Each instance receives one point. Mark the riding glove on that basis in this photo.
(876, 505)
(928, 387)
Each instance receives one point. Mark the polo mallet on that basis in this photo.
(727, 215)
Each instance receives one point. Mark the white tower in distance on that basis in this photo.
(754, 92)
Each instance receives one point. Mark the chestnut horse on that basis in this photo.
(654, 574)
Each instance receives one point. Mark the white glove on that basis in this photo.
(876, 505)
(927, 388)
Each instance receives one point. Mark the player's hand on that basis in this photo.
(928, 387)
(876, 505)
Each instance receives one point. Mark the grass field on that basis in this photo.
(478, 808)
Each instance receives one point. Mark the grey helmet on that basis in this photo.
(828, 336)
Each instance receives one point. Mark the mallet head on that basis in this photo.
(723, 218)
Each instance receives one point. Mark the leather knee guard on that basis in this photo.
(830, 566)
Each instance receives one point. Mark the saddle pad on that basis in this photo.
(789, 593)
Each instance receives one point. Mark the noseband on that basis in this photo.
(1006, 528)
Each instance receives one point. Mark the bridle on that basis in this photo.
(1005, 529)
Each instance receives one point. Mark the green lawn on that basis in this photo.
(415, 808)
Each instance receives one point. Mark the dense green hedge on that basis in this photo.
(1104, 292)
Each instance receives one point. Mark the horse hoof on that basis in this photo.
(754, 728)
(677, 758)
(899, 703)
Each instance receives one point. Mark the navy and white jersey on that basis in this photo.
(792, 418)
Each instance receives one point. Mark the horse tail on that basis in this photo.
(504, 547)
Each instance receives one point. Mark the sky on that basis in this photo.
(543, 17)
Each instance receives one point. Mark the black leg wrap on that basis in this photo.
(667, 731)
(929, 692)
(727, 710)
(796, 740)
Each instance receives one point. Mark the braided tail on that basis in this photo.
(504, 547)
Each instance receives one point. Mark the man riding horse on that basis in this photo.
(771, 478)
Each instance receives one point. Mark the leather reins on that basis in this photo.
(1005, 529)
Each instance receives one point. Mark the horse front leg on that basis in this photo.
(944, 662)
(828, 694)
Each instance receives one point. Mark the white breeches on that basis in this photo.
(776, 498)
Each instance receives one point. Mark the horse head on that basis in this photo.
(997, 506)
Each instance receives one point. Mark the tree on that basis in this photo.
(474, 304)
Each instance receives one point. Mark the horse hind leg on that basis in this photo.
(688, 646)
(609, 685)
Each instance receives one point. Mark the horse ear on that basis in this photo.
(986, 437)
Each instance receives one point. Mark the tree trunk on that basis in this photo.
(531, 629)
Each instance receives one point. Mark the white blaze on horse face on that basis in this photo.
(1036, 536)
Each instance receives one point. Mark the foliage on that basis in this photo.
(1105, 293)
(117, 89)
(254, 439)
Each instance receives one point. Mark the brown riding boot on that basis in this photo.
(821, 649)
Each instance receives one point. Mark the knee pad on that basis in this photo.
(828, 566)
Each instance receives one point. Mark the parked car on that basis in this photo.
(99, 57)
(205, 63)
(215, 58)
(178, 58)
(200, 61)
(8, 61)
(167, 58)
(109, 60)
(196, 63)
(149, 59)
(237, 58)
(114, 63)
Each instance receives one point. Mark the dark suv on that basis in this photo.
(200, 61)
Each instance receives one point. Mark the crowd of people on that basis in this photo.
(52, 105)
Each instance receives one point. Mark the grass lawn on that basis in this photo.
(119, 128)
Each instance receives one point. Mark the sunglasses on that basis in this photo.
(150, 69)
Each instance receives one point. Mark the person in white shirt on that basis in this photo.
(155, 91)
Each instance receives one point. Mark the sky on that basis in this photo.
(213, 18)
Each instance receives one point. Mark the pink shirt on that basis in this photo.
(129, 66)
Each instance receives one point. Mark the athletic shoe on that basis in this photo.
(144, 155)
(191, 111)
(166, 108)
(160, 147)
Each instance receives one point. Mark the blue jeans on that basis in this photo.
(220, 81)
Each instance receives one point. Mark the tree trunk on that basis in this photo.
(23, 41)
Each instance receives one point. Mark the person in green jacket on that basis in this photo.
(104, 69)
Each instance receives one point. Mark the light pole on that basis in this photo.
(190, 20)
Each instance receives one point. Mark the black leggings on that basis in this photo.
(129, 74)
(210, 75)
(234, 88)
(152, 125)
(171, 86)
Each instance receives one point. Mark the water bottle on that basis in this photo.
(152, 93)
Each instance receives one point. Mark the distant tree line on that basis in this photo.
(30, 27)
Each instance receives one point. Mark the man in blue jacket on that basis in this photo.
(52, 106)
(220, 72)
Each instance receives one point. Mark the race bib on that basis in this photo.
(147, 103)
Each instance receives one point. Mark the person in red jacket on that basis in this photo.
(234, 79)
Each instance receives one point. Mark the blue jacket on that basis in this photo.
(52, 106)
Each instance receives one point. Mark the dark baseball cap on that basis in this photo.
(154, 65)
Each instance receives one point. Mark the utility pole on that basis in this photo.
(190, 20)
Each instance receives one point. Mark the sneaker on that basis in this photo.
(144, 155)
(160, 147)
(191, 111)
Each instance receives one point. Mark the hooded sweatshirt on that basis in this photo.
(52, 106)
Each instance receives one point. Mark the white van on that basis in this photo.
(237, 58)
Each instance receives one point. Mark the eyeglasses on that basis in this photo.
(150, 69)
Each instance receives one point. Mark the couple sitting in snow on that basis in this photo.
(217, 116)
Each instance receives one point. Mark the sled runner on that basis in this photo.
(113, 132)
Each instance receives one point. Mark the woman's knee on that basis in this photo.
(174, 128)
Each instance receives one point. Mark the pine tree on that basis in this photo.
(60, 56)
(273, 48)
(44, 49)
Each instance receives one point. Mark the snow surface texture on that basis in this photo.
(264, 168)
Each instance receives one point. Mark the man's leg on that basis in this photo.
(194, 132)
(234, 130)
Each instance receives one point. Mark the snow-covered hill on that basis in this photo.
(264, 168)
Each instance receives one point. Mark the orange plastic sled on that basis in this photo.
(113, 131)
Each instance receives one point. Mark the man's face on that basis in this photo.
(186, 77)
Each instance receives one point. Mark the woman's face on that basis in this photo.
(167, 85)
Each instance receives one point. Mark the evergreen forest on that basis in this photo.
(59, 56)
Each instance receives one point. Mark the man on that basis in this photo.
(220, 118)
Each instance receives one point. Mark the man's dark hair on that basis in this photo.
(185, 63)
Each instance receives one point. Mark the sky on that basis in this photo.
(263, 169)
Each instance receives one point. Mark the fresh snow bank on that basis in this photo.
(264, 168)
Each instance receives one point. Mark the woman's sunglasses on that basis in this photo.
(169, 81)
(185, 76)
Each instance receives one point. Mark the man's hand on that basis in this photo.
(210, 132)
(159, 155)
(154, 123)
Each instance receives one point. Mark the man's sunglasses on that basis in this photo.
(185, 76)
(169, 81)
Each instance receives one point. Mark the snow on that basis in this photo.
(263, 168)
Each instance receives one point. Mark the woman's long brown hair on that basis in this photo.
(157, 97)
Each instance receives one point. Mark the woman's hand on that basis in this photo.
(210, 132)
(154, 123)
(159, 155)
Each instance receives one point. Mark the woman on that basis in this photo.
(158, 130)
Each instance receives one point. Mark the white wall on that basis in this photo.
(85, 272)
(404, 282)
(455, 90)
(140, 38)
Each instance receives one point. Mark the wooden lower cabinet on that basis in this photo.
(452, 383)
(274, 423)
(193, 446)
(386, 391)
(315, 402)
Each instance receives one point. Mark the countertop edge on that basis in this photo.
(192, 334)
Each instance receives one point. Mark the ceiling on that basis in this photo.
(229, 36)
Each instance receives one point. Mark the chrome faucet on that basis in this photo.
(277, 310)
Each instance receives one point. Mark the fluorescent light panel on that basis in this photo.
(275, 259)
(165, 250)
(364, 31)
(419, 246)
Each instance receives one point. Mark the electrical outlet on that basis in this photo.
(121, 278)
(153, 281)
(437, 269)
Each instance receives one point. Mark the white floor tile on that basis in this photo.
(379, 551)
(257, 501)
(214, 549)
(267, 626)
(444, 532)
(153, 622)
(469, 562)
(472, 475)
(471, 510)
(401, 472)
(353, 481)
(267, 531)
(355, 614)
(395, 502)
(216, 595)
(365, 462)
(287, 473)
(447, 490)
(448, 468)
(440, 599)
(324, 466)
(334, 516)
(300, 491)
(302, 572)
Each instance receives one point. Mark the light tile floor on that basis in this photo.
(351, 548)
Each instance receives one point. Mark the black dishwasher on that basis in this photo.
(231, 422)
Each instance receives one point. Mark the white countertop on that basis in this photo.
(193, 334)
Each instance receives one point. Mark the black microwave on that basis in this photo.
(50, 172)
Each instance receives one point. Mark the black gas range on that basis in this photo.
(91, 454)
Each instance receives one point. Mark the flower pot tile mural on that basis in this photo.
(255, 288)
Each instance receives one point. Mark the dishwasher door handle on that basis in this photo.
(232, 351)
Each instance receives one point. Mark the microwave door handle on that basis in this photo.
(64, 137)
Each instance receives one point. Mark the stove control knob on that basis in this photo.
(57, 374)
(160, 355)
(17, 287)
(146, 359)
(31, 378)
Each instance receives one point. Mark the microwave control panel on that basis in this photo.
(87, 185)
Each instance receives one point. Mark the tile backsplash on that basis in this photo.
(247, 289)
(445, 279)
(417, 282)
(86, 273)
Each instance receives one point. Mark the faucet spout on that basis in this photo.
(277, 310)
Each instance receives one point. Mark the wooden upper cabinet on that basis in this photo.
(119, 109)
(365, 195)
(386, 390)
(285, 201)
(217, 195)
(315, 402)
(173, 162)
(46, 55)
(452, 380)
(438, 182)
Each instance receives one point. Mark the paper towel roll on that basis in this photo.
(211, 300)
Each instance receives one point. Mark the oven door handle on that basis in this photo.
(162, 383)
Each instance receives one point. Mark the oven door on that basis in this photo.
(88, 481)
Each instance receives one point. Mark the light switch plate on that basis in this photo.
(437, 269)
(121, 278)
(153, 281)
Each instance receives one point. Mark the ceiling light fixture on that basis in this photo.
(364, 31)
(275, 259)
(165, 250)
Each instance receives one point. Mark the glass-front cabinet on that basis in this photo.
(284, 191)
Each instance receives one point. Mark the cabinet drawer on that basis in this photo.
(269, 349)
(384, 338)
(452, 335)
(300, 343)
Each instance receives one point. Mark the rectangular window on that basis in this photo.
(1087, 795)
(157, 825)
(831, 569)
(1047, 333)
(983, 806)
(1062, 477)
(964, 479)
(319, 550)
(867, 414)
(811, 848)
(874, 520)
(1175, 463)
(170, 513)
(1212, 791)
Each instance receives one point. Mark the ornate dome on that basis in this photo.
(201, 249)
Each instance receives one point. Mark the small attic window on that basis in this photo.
====================
Set down nothing but the lines from the one with "Each instance receives one point. Mark the flower" through the end of the records, keeping each line exactly as written and including both ends.

_Output below_
Each instance receives one point. Mark the flower pot tile mural on that basis in this photo.
(255, 288)
Each instance receives one point. Mark the dishwasher door handle on that basis in this photo.
(232, 351)
Each instance receives one point. Mark the microwave door handle on that basis in this photo.
(64, 137)
Each instance receives one point. Mark the stove control knob on that basis in this photo.
(57, 374)
(160, 355)
(17, 287)
(146, 359)
(31, 378)
Each instance receives one point. Mark the microwave control panel on that basis in this photo.
(87, 185)
Each instance receives one point. Mark the tile backsplash on that basis in this photo.
(247, 289)
(445, 279)
(417, 282)
(86, 273)
Each instance receives one point. Mark the faucet spout on that basis in this photo.
(277, 310)
Each instance receives one point. Mark the wooden upper cabinet on that basis in this photo.
(119, 109)
(365, 195)
(386, 390)
(285, 201)
(217, 195)
(315, 402)
(173, 162)
(46, 55)
(452, 380)
(438, 182)
Each instance receives one point. Mark the paper towel roll on that basis in this photo.
(211, 300)
Each instance receives one point. Mark the oven door handle on that basis in this photo.
(162, 383)
Each instance receives one point. Mark the oven door on that basis in this photo.
(88, 481)
Each instance receives one point. Mark the light switch plate on that basis in this photo.
(437, 269)
(121, 278)
(153, 281)
Each instance receives one point. Mark the ceiling light fixture on that basis in this photo.
(364, 31)
(275, 259)
(165, 250)
Each instance receives one point. Mark the glass-front cabinet on that basis in this photo.
(284, 191)
Each instance receives one point. Mark the cabinet drawer on that basis in this photo.
(269, 349)
(384, 338)
(452, 335)
(300, 343)
Each instance receives one point. Mark the rectangular window on that basis in this photo.
(1087, 795)
(157, 825)
(831, 569)
(1047, 333)
(983, 806)
(1062, 477)
(964, 479)
(319, 550)
(867, 414)
(811, 848)
(874, 520)
(1175, 463)
(170, 513)
(1212, 791)
Each instance receives one point. Mark the ornate dome on that basis in this photo.
(201, 249)
Each instance receives one point. Mark the small attic window on that basis in this photo.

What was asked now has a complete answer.